• _EXCERPTED RECORDS_
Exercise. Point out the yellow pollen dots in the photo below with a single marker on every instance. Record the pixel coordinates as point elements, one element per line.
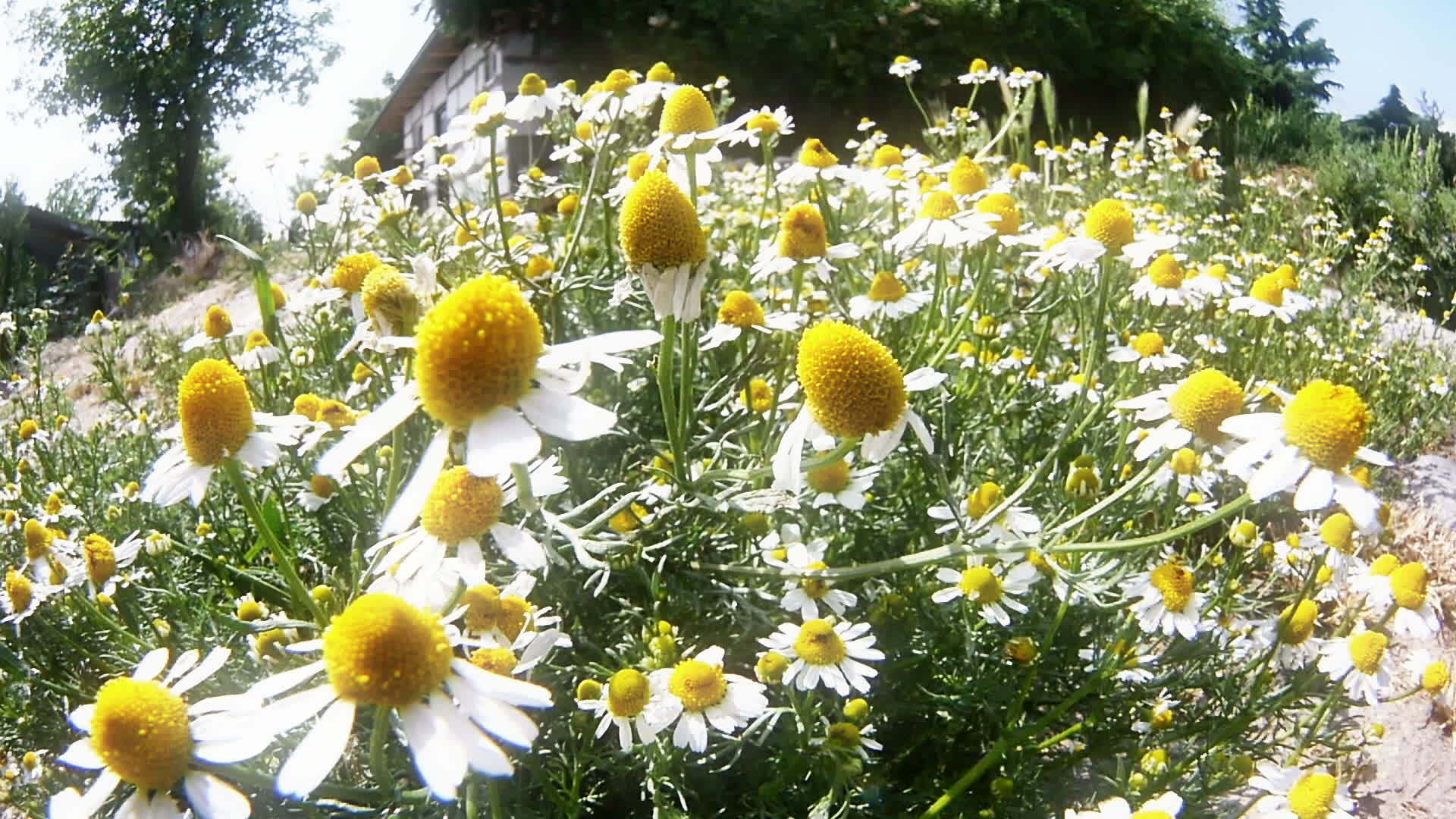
<point>494,661</point>
<point>628,692</point>
<point>816,155</point>
<point>1110,223</point>
<point>887,287</point>
<point>216,411</point>
<point>967,177</point>
<point>660,224</point>
<point>351,270</point>
<point>1367,649</point>
<point>1165,273</point>
<point>819,645</point>
<point>940,206</point>
<point>1296,623</point>
<point>462,506</point>
<point>1175,585</point>
<point>1408,586</point>
<point>698,686</point>
<point>476,350</point>
<point>218,324</point>
<point>851,381</point>
<point>487,611</point>
<point>1005,207</point>
<point>981,585</point>
<point>1206,400</point>
<point>802,234</point>
<point>1149,344</point>
<point>384,651</point>
<point>1312,796</point>
<point>140,730</point>
<point>1327,423</point>
<point>832,479</point>
<point>740,309</point>
<point>686,111</point>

• _WHAT TO PRODUCE_
Output the records above as a two-column CSV with the header instruction,answer. Give one row per record, holding its text and its answer, each in a single quoted field with line breaks replaced by spaces, and leave out the pictures.

• _TASK OUTPUT_
instruction,answer
"Exercise. Point out the yellow pollen dots in the photo below with a single marker on every instance. Record the pixel coordinates as point elements, one element per line.","<point>494,661</point> <point>628,692</point> <point>816,155</point> <point>1110,223</point> <point>887,287</point> <point>216,411</point> <point>967,177</point> <point>660,224</point> <point>351,270</point> <point>1367,649</point> <point>1165,273</point> <point>819,645</point> <point>940,206</point> <point>1296,623</point> <point>462,506</point> <point>1175,585</point> <point>1408,586</point> <point>698,686</point> <point>476,350</point> <point>218,324</point> <point>851,381</point> <point>487,611</point> <point>1005,207</point> <point>981,585</point> <point>1206,400</point> <point>802,234</point> <point>1149,344</point> <point>384,651</point> <point>1312,796</point> <point>140,730</point> <point>1327,423</point> <point>832,479</point> <point>740,309</point> <point>686,111</point>"